* START Data in this exercise *
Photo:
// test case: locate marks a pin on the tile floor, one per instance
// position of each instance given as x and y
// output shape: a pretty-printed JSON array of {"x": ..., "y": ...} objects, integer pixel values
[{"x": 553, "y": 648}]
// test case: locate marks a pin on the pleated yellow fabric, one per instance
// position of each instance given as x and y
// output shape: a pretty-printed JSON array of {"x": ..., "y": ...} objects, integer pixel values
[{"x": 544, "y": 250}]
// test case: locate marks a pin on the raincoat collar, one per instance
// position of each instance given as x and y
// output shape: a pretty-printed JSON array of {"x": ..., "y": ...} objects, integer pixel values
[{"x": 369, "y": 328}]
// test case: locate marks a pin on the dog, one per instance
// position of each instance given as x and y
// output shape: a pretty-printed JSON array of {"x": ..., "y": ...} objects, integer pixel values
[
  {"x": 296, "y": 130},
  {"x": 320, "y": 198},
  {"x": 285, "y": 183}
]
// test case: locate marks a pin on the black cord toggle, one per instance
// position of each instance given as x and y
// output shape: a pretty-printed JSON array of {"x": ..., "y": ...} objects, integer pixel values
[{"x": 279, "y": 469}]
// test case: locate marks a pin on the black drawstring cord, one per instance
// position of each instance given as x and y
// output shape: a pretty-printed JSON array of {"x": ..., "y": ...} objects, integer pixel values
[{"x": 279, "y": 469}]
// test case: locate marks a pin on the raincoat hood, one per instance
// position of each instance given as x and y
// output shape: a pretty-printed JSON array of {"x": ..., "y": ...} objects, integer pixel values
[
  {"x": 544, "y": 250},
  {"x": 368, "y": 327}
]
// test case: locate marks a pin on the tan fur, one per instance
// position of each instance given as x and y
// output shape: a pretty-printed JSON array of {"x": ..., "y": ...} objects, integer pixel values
* END Data in this exercise *
**What you are asked to do**.
Copy every line of the data above again in full, scaling each x and y coordinate in the answers by 1.3 and rounding it to the nearest whole number, with halves rounded up. Leave everything else unchanged.

**Answer for this exercise**.
Photo:
// test case: locate marks a pin on the tile floor, one per instance
// position of each instance given as x and y
// output shape: a pretty-printed JSON array of {"x": ..., "y": ...} objects, integer pixel values
[{"x": 719, "y": 842}]
// test case: locate marks a pin on the pleated yellow fabric, one per instance
// position of each instance given as x and y
// output shape: a pretty-printed JSON array of {"x": ..., "y": ...} objects, integer pixel values
[{"x": 707, "y": 325}]
// test case: locate marks a pin on the raincoat collar, one per instance
// position of each instance given as x and y
// output shape: a pretty-printed JSON array of {"x": ..., "y": ...} objects, integer pixel values
[{"x": 480, "y": 426}]
// test case: locate marks a pin on the dog, one per instance
// position of each instance given as x and y
// output shape: a pretty-printed JSON array of {"x": ..., "y": ...} objects, integer pixel values
[
  {"x": 385, "y": 169},
  {"x": 416, "y": 257},
  {"x": 371, "y": 238}
]
// test case: locate marks a pin on the black cord toggle, one per instance
// position of each instance given as x and y
// output shape: a pretty-printed JSON array of {"x": ..., "y": ...} objects, integer pixel values
[{"x": 363, "y": 610}]
// test case: locate marks a pin on the black drawstring cord, one per instance
// position of each instance given as x and y
// output shape: a pretty-printed JSON array of {"x": ..., "y": ...} objects, integer pixel values
[{"x": 363, "y": 610}]
// test case: locate marks a pin on the raincoat hood, one per instance
// position of each instance given as x and y
// output shape: a pretty-printed JSON array of {"x": ..., "y": ...} objects, integer pixel values
[
  {"x": 707, "y": 325},
  {"x": 478, "y": 425}
]
// test case: locate marks a pin on the tan fur, one per instance
// position of each instance given as x and y
// output shape: a pretty-printed JSON array of {"x": ..., "y": ...} objects, integer pixel values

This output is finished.